* **ASSIGNMENT**: Within the records, find every line that includes the word "leaf" and copy it.
[[ INFORMATION open ]]
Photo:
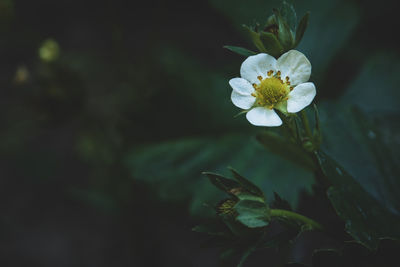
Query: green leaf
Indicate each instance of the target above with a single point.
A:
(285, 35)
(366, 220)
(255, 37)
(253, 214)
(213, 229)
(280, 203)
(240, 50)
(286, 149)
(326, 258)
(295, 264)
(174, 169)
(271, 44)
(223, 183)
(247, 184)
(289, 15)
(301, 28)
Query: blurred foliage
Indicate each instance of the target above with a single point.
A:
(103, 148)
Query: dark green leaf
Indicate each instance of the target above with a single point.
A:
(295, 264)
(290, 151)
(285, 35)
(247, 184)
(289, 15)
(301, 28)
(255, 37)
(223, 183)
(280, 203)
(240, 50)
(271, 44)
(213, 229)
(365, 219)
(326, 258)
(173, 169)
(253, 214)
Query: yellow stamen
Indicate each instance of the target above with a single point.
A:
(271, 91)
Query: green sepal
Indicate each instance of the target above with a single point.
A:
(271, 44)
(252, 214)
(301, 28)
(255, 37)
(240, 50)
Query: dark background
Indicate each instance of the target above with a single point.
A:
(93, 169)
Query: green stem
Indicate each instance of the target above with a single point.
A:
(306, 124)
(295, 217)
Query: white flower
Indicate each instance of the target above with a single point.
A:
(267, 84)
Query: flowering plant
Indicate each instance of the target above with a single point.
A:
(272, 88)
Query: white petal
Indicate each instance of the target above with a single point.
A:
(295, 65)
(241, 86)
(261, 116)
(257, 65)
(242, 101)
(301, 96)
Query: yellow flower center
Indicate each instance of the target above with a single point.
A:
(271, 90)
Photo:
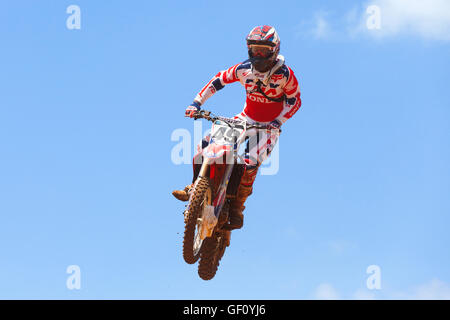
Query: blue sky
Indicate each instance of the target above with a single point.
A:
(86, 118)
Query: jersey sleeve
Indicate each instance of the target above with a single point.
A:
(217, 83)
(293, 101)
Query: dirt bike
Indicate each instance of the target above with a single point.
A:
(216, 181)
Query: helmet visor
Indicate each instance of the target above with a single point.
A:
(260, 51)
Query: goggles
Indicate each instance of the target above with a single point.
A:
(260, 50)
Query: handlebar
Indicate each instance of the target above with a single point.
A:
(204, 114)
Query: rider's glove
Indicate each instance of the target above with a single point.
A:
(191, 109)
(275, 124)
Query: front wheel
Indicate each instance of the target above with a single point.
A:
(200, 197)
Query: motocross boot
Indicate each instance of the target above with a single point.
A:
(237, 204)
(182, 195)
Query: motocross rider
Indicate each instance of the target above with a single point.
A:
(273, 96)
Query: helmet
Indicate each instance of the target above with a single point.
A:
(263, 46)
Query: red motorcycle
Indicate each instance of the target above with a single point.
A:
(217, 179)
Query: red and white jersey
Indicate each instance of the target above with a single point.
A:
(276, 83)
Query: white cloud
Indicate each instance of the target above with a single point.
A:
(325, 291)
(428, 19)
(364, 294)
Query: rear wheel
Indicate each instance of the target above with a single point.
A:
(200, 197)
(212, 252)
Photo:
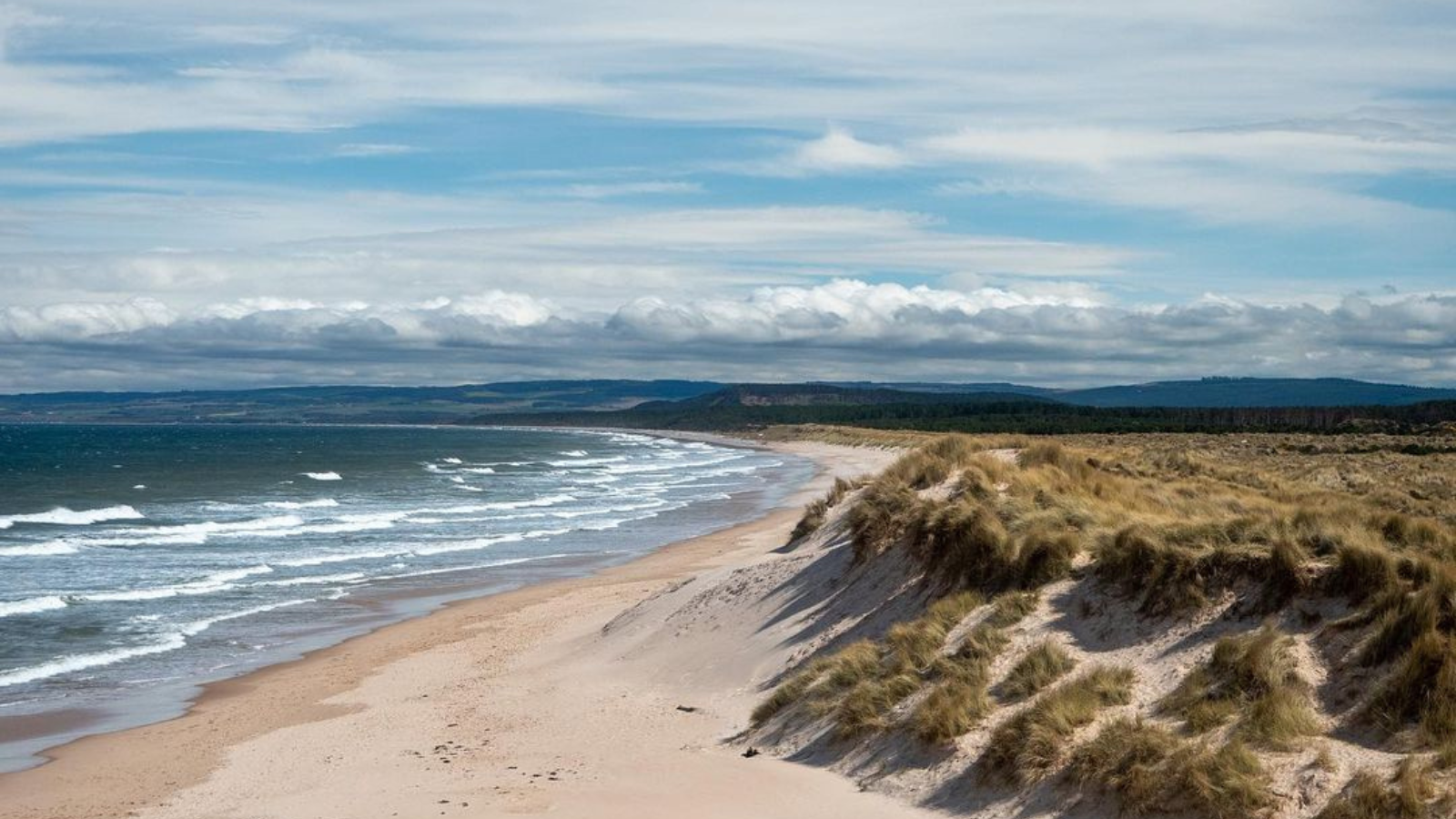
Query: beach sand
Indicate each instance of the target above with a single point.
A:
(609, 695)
[[ INFORMATION closed ]]
* **YOUR RESPONSE**:
Query: green leaf
Query: dark green leaf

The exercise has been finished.